Directive A:
Answer these questions using the text on spatial data in R:
(i) Which two functions can read sf objects from shapefiles?
(ii) Who created the raster package?
(iii) What is the minimum value of total_pop_15 in the summary output?
Directive B:
Decide whether each statement agrees with the text on spatial data in R. Answer yes or no, and quote the words that decide it.
(i) The geometry is dropped by default.
(ii) Raster data can be categorical, such as land use.
(iii) The raster package can read and write only a few raster formats.
Directive C:
Write the next part of the text on spatial data in R, picking up where it stops.

Quoted text:
Keeping the geometry as part of regular data.frame
objects in R (and in Python with GeoPandas
!) has numerous advantages - for instance:
summary(us_states['total_pop_15'])
#> total_pop_15 geometry
#> Min. : 579679 MULTIPOLYGON :49
#> 1st Qu.: 1869365 epsg:4269 : 0
#> Median : 4625253 +proj=long...: 0
#> Mean : 6415823
#> 3rd Qu.: 6985464
#> Max. :38421464
The geometry is sticky, which means that it is carried along by default!
You can read sf
objects from shapefiles using st_read()
or read_sf()
.
1.4.2 Raster Data Model
Raster data can be continuous (e.g. elevation, precipitation, atmospheric deposition) or it can be categorical (e.g. land use, soil type, geology type). Raster data can also be image based rasters which can be single-band or multi-band. You can also have a temporal component with space-time cubes.
Support for gridded data in R in recent year has been best implemented with the raster
package by Robert Hijmans. The raster
package allowed you to:
- read and write almost any commonly used raster data format
- perform typical raster processing operations such as resampling, projecting, filtering, raster math, etc.

Listed entries:
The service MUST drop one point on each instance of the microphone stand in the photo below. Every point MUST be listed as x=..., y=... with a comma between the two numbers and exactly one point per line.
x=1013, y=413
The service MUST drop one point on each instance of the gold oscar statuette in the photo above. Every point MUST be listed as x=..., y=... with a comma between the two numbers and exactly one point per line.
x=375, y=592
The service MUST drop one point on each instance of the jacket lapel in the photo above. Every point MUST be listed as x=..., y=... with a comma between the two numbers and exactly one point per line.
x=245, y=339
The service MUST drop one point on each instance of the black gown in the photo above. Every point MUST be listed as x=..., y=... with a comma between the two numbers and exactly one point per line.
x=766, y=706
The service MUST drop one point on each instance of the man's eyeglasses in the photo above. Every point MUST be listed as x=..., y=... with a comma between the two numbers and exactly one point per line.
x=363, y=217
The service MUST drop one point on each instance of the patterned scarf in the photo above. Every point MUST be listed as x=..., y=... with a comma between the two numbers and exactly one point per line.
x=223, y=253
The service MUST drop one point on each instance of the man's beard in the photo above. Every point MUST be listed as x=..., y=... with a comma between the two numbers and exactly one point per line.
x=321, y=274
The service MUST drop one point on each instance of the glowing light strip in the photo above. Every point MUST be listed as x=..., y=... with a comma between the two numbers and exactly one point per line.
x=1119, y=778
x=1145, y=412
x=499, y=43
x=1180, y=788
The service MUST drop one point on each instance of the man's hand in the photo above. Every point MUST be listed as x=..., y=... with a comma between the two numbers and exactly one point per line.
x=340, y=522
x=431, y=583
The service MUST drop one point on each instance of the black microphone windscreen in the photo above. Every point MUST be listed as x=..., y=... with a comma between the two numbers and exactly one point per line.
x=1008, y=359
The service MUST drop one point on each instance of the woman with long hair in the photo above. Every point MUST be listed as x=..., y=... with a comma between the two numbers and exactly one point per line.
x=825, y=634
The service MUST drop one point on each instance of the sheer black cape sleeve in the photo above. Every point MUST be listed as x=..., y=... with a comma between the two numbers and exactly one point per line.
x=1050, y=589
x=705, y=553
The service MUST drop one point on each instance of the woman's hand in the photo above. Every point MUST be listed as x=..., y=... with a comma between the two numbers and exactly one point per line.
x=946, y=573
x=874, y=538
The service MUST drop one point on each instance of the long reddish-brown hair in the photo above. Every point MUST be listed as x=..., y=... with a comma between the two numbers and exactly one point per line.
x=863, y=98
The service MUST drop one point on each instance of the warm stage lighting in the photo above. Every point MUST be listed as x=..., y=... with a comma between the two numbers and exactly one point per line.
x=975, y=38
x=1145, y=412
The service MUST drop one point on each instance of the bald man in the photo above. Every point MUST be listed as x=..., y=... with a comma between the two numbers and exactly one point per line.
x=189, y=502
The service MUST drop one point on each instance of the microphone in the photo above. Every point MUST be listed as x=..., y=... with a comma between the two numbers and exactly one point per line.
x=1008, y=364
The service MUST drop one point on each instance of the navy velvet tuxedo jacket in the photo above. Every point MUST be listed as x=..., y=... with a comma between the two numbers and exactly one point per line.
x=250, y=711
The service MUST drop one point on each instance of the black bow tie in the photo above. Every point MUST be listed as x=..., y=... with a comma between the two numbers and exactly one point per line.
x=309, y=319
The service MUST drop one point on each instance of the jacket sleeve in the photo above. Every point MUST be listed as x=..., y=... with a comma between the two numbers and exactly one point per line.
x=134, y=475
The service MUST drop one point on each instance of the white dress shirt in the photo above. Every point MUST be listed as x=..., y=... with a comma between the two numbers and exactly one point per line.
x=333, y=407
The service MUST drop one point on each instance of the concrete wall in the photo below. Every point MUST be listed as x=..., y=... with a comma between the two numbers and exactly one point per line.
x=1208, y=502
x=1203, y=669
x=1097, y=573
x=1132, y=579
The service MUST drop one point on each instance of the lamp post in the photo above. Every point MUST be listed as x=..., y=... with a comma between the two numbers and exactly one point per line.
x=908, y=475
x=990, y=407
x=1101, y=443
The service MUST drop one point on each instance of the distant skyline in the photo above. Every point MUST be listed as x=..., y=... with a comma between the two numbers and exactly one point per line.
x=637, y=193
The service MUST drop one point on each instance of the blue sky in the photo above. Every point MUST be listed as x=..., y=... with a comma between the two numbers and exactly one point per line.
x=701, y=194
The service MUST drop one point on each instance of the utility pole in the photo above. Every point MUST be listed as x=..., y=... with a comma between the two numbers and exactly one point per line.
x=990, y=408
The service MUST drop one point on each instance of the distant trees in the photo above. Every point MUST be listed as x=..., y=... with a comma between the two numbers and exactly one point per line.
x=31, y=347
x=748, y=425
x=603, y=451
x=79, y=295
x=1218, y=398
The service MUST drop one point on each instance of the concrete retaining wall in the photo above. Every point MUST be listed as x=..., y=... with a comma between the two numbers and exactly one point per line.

Task response A:
(i) st_read() and read_sf()
(ii) Robert Hijmans
(iii) 579679

Task response B:
(i) No: "The geometry is sticky, which means that it is carried along by default!"
(ii) Yes: "or it can be categorical (e.g. land use, soil type, geology type)"
(iii) No: "read and write almost any commonly used raster data format"

Task response C:
- work with files on disk that are too big to read into memory in R
- run operations quickly since the package relies on back-end C code
The terra package is the replacement for the raster
package and has now superceeded it and we will largely focus on terra
here. Examples here draw from both Spatial Data Science with R and terra and An introduction to terra in Geocomputation with R. Use help(“terra-package”) in the console for full list of available terra
functions and comparison to / changes from raster
.
Raster representation is currently in flux a bit in R now with three choices of packages - raster
and now terra
which we’ve mentioned, as well as stars (spatiotemporal tidy arrays with R).
To familiarize ourselves with the terra
package, let’s create an empty SpatRaster
object - in order to do this we have to:
- define the matrix (rows and columns)
- define the spatial bounding box
terra
uses an S4
slot structure with a SpatRaster
object
terra
has dedicated functions addressing each of the following components: - dim(my_rast)
returns the number of rows, columns and layers - ncell()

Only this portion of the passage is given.